(TEXT UNDER STUDY)
The biosciences climate in Delaware is robust and making a significant difference in finding cures for the most aggressive diseases and conditions. Eighty percent of the U.S. pharmaceuticals industry is headquartered in the First State and the surrounding states of Pennsylvania and New Jersey, according to Delaware Prosperity Partnership. Global bioscience giants with significant operations in Delaware include Agilent Technologies, AstraZeneca Pharmaceuticals, DuPont, Johnson & Johnson, Merck, Siemens Healthcare Diagnostics and W.L. Gore.
Meanwhile, Delaware’s universities are producing young scientists eager to join the fight. But they are also promoting science to elementary, middle and high school students, so that the future will be filled with strong, innovative minds.
“We’re trying to inspire people to see what it means to be a researcher,” says John Koh, interim director of the University of Delaware’s Biotechnology Institute.
While that happens, companies are sprouting and expanding with the goal of making discoveries that have the ability to help the human body fight off even the most virulent foes. And they are settling in Delaware, taking advantage of incubators and innovation spaces designed to promote high-level research and product development.
Incyte, a Wilmington-based pharmaceutical research company, has been helping patients fight bone cancers and marrow disorders for years, and is also moving into the rheumatoid arthritis space. “A few years ago, we made the commitment to be in Delaware and to house our headquarters here,” says Executive Vice President and Chief Scientific Officer Reid Huber. “It’s important for our base and important for the state.”
And even more is set to come.
1. Biotech firms are expanding and providing excellent opportunities for workers throughout Delaware while helping to develop solutions to medical conditions of all sorts. More than 8,000 Delawareans are employed in bioscience, with an average annual salary of $120,000.
Source: Delaware Bioscience Association
2. The state of Delaware has helped bioscience companies grow with direct investments, grants and R&D and angel investor tax credits. Incubators are sprouting up throughout the state that house startups and help spawn the critical mass necessary for increased discovery.
Source: Biotechnology Innovation Organization
3. Expect future research to reflect the growing trend among bioscience companies to target the consumer with therapies tailored to personalized needs. Drugs now focus on stimulating the body’s immune system to fight cancer and other formidable foes, rather than tearing down everything — good and bad — and hoping for a positive outcome. Doing this requires employees with specialized training, and universities in the state are focusing on attracting, retaining and training tomorrow’s bioscientists, who will continue to make significant breakthroughs.
4. Eighty percent of the U.S. pharmaceuticals industry is headquartered in Delaware and the surrounding region, benefiting from an infrastructure that allows companies to collaborate with research and medical institutions to develop innovative drugs, diagnostics and medical devices.
Source: Delaware Prosperity Partnership
5. The National Institute for Innovation in Manufacturing Biopharmaceuticals (NIIMBL) connects Delaware’s bioscience industry with more than 140 industry, academic, nonprofit and government partners throughout the country.
(End TEXT UNDER STUDY)
REQUIRED TASKS:
1. According to the Delaware bioscience article, how many Delawareans work in bioscience?
2. Copy the stretch of the Delaware bioscience article from "1. Biotech firms" through "for increased discovery.".
(SOURCE DATA)
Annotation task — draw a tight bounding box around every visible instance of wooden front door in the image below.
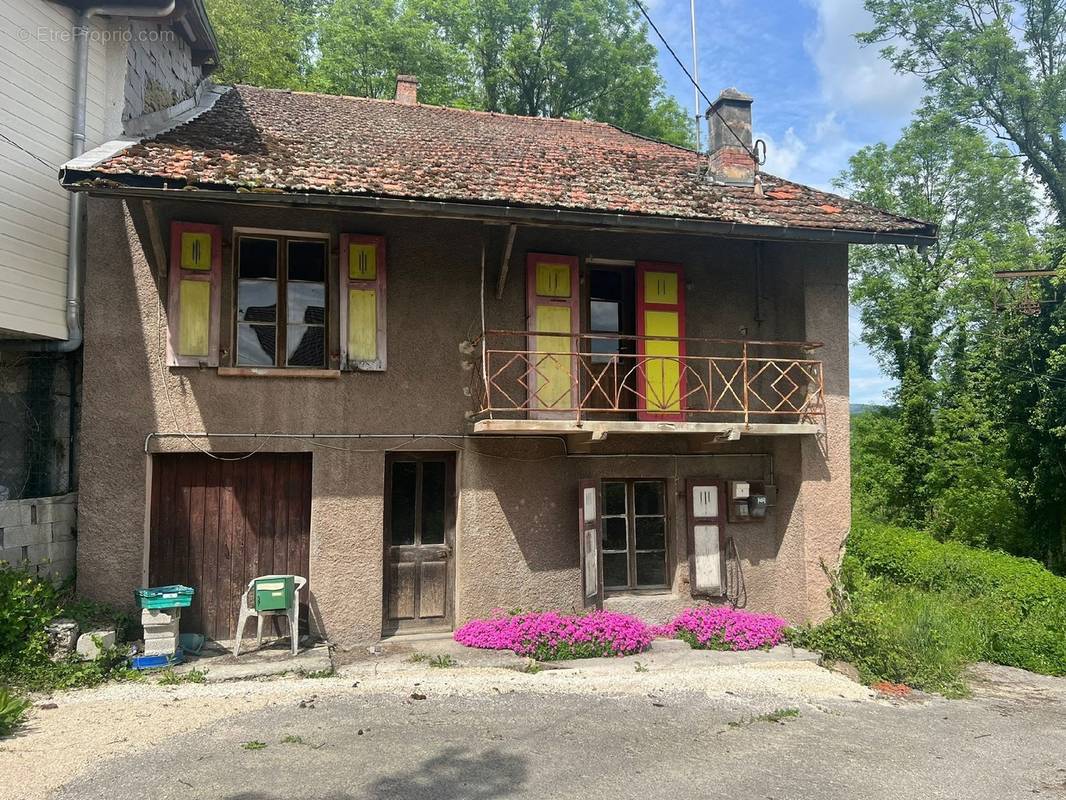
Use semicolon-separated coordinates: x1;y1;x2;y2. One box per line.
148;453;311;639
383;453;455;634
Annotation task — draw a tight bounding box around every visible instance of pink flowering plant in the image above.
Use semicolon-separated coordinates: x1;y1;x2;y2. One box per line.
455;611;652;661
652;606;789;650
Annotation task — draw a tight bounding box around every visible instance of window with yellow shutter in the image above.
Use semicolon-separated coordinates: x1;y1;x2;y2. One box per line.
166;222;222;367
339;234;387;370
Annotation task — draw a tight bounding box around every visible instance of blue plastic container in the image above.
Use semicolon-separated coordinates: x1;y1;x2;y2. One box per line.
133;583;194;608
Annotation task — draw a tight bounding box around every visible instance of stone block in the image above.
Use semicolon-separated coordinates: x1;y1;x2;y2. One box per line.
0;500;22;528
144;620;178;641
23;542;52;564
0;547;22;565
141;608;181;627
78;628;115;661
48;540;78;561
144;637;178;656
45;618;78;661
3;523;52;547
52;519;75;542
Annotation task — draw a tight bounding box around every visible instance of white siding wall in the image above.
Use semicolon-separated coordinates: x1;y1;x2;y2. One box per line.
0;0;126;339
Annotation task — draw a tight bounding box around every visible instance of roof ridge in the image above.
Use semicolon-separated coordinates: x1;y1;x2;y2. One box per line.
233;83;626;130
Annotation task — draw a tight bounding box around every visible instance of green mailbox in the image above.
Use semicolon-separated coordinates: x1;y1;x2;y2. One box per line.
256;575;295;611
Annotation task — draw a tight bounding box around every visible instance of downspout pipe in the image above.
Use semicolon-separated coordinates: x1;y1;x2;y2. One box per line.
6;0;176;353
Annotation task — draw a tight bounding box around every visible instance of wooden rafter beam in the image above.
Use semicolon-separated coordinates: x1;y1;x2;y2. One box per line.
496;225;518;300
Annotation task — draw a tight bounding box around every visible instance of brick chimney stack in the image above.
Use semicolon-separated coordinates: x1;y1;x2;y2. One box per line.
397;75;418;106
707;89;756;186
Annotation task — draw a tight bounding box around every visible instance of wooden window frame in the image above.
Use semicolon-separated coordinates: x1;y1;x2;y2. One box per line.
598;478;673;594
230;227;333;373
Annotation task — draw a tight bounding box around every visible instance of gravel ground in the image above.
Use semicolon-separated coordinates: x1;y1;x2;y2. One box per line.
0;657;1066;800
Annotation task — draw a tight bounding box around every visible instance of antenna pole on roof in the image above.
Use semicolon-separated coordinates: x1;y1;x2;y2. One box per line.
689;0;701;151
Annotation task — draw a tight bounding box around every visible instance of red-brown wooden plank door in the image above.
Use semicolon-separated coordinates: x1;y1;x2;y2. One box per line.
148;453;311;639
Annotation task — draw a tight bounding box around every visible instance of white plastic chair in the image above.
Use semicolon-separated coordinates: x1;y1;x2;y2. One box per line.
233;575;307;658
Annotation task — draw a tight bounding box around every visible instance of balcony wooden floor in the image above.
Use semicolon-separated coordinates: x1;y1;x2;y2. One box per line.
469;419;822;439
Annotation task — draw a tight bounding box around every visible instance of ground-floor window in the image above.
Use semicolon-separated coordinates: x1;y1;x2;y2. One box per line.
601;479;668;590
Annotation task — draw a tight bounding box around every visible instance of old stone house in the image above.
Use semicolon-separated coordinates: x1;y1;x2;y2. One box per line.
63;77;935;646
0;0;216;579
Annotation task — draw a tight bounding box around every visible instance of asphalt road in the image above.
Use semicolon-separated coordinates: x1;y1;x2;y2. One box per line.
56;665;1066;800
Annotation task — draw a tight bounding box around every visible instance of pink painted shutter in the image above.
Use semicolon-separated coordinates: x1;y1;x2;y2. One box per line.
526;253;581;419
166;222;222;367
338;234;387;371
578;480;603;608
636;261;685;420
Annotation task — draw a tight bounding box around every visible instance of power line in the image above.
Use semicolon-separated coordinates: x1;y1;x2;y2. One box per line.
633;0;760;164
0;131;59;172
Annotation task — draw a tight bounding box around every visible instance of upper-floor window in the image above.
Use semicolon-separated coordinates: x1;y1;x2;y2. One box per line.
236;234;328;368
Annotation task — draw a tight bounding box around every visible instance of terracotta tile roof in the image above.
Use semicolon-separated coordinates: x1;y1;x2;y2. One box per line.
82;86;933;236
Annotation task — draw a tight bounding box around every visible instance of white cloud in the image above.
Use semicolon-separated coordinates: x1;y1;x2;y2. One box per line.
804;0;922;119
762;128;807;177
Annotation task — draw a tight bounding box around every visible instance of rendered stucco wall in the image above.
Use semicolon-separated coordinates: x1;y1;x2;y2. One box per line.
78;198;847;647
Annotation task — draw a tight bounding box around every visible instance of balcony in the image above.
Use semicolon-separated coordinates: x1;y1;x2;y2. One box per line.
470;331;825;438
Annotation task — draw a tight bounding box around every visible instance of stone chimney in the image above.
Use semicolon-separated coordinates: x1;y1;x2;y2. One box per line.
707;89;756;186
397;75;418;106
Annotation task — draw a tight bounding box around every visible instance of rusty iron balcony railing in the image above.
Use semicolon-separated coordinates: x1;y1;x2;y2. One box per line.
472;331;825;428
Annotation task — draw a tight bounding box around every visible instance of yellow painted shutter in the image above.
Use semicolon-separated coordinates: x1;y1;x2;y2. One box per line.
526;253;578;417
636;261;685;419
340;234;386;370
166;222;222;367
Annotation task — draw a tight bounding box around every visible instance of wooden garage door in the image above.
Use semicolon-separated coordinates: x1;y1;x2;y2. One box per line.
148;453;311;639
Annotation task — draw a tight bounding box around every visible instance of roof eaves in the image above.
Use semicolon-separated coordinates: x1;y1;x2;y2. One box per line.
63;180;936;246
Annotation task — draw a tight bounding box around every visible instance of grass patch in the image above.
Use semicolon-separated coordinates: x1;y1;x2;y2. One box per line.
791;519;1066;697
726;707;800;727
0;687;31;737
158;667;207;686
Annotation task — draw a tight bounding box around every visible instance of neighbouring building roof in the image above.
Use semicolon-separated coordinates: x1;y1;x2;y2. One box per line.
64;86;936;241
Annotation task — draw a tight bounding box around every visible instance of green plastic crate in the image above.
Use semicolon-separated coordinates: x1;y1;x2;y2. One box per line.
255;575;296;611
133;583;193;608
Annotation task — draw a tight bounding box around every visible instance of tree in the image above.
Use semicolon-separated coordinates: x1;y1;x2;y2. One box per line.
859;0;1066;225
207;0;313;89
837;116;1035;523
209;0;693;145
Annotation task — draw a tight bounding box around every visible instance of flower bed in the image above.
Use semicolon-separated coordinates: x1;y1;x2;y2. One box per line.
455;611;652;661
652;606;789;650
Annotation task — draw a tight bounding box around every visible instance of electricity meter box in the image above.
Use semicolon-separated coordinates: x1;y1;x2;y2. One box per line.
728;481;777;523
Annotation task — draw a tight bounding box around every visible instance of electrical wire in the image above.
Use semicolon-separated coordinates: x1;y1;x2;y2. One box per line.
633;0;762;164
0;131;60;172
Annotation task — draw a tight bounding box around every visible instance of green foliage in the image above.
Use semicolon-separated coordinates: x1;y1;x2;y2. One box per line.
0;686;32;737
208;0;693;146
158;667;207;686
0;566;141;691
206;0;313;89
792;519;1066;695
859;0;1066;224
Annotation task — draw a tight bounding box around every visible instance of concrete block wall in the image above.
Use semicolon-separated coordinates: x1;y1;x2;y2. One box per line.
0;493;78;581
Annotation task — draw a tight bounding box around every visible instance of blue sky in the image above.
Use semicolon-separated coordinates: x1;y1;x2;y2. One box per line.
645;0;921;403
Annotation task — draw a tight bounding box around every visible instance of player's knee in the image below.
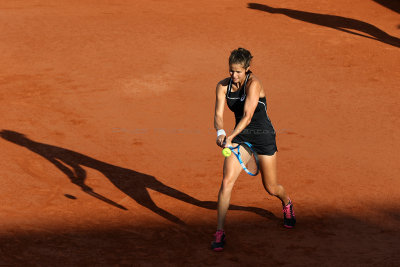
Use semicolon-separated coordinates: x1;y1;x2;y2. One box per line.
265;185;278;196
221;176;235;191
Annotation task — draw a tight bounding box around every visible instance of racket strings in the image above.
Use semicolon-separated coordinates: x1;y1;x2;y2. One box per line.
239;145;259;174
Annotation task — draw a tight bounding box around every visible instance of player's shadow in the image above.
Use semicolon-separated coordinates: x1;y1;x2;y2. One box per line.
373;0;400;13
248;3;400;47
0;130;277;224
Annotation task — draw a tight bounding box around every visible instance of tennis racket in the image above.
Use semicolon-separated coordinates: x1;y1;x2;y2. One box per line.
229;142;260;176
(End SOURCE DATA)
SOLUTIONS PER TASK:
1. More than 8,000.

2.
1. Biotech firms are expanding and providing excellent opportunities for workers throughout Delaware while helping to develop solutions to medical conditions of all sorts. More than 8,000 Delawareans are employed in bioscience, with an average annual salary of $120,000.
Source: Delaware Bioscience Association
2. The state of Delaware has helped bioscience companies grow with direct investments, grants and R&D and angel investor tax credits. Incubators are sprouting up throughout the state that house startups and help spawn the critical mass necessary for increased discovery.